Exercise instructions:
Word for word, transcribe the lines below and drop the pictures.

------ Supplied entries

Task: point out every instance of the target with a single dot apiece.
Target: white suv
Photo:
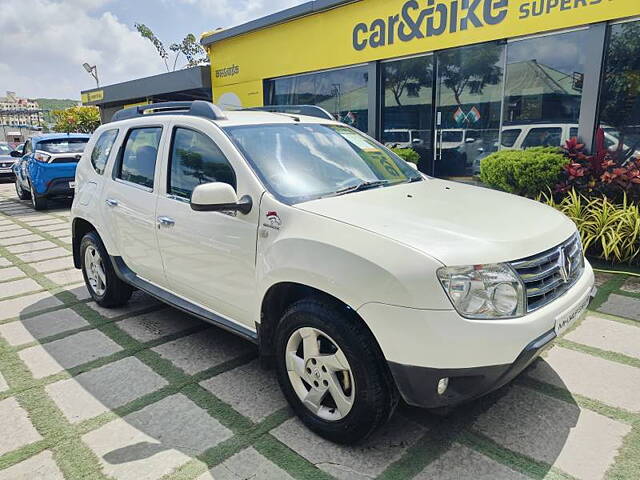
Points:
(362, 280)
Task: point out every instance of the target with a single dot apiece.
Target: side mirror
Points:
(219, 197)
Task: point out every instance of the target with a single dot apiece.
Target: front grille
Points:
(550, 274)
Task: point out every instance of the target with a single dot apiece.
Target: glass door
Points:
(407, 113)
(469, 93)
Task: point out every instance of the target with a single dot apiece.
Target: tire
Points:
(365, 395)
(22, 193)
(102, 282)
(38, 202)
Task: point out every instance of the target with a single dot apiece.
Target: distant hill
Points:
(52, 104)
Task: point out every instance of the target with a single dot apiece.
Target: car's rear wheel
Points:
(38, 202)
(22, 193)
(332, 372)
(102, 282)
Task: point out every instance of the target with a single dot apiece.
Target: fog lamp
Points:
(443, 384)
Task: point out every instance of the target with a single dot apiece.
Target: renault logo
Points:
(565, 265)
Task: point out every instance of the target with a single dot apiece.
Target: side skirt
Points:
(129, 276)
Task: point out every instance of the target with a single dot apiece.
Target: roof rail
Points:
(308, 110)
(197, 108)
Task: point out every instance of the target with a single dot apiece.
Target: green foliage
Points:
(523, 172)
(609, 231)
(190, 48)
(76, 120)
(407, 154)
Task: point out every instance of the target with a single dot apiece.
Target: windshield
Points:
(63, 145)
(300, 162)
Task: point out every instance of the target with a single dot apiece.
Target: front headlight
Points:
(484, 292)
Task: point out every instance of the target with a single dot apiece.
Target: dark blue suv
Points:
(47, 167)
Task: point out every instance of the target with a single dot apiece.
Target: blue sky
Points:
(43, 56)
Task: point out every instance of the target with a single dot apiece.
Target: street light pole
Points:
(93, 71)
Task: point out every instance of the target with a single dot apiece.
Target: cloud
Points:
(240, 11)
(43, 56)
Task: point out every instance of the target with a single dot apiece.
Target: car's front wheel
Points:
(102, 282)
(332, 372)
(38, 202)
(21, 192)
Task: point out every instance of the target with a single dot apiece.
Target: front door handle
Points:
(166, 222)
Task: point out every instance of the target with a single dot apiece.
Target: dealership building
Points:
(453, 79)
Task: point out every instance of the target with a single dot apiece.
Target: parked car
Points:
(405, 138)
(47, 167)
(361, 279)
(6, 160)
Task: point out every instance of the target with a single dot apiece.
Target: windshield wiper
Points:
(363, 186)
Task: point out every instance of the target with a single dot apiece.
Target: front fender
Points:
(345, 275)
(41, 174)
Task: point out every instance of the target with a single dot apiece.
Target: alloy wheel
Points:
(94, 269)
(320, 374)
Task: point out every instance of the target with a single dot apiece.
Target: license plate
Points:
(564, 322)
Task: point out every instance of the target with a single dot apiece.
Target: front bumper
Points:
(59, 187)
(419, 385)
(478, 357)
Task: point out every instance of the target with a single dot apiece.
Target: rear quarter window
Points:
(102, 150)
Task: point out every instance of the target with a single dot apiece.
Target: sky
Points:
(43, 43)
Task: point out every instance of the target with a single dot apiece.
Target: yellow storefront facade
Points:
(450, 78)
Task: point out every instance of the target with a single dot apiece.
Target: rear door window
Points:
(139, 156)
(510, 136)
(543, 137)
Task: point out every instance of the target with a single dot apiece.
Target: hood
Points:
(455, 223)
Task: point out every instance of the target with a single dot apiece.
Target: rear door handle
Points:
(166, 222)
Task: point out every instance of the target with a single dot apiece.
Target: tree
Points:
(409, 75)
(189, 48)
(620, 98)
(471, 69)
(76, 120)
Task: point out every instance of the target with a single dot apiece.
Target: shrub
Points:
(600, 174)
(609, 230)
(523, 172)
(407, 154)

------------

Answer to this task:
Task: point out every instance of the target with a single dot apiece.
Target: white suv
Photo:
Points:
(362, 280)
Task: point out every instance of the target with a single dot apiece.
Target: side mirror
Points:
(219, 197)
Task: point out every instance of the target with a single dot apiece.
Target: front grille
Points:
(550, 274)
Task: point out every instance of the target with a single dot apiece.
Target: glass door
Points:
(407, 113)
(469, 93)
Task: point out every instance of the target with a single dot apiece.
Target: tire
Points:
(365, 395)
(22, 193)
(102, 282)
(38, 202)
Task: point out every instance of the target with a single dot apiece.
Target: distant hill
Points:
(52, 104)
Task: point out every instance of the target with a single dot apiece.
Target: car's rear wheel
Points:
(38, 202)
(22, 193)
(332, 372)
(102, 282)
Task: point out every instance of the target with a single dot apiece.
Target: fog lamp
Points:
(443, 384)
Task: point out every instance of the target with a single dot apiece.
Target: renault logo
Points:
(565, 265)
Task: point out every instance of the target with a single dot apiece.
Target: side skirt
Points:
(129, 276)
Task: point out every instance of the target with a single dot apiece.
Target: roof rail
Points:
(308, 110)
(197, 108)
Task: point out every instance of the target with a single dot apiece.
Target: green foliage
Points:
(523, 172)
(609, 231)
(190, 48)
(76, 120)
(407, 154)
Task: point out every instance of the target with a single dot apiece.
Target: windshield
Points:
(63, 145)
(300, 162)
Task: point out every instance of the target with a single dot apiece.
Target: front headlight
Points:
(484, 292)
Task: point out every instance of the target with a single dot apiece.
Target: dark blue suv
Points:
(47, 167)
Task: point out every instance of the target with a single dot apiece.
Target: blue sky
Points:
(43, 56)
Task: point out every instance of the target with a single dot apiece.
Target: street light pole
Points:
(93, 71)
Task: point out every instance of the target with a single dot apiece.
Target: cloud
Points:
(240, 11)
(43, 56)
Task: point out every instance of the target with a single dot apiece.
Target: car's front wheel
Points:
(102, 282)
(332, 372)
(38, 202)
(21, 192)
Task: point out every instance of the target with a single dot apiece.
Target: front door handle
Points:
(166, 222)
Task: point out every instance of the target with a single dot apiece.
Target: dealership building
Points:
(453, 79)
Task: point out every instance of the target with a single dot apiece.
Target: parked car
Points:
(405, 138)
(47, 167)
(361, 279)
(6, 160)
Task: point out every instance of the target with a single dot apiece.
Target: windshield wiper
Points:
(363, 186)
Task: point out every instance of the target with a single dot apiece.
Target: front fender
Points:
(345, 275)
(41, 174)
Task: point out every instance of the target with a single dot apiece.
Target: alloy wheel
Points:
(94, 269)
(320, 374)
Task: point out every instance of the target with a single dot apiece.
Target: license plate
Points:
(564, 322)
Task: point out every instance of the target with a single dot apiece.
Target: front bumper
Points:
(59, 187)
(419, 385)
(478, 357)
Task: point out every instance of the target with a single dot apiece.
Target: rear quarter window
Points:
(102, 150)
Task: point out every instance of the target with a single dot apiece.
Target: sky
Points:
(43, 43)
Task: point out every instance of the target with a single dot apiece.
Target: yellow storefront facade
Points:
(450, 78)
Task: point out every instance of the target with a single dot apiece.
Target: rear door window
Points:
(139, 156)
(510, 136)
(543, 137)
Task: point out every instance of the target with a single dot apiece.
Target: hood
Points:
(455, 223)
Task: point out every instance of the target with a single dot apiece.
Target: rear door handle
Points:
(166, 222)
Task: point out every instance of the target with a single dot apiece.
Target: tree
Points:
(409, 75)
(189, 48)
(620, 98)
(471, 69)
(76, 120)
Task: point out every instance of the target with a single dot apiece.
Target: shrub
Points:
(600, 174)
(609, 230)
(523, 172)
(407, 154)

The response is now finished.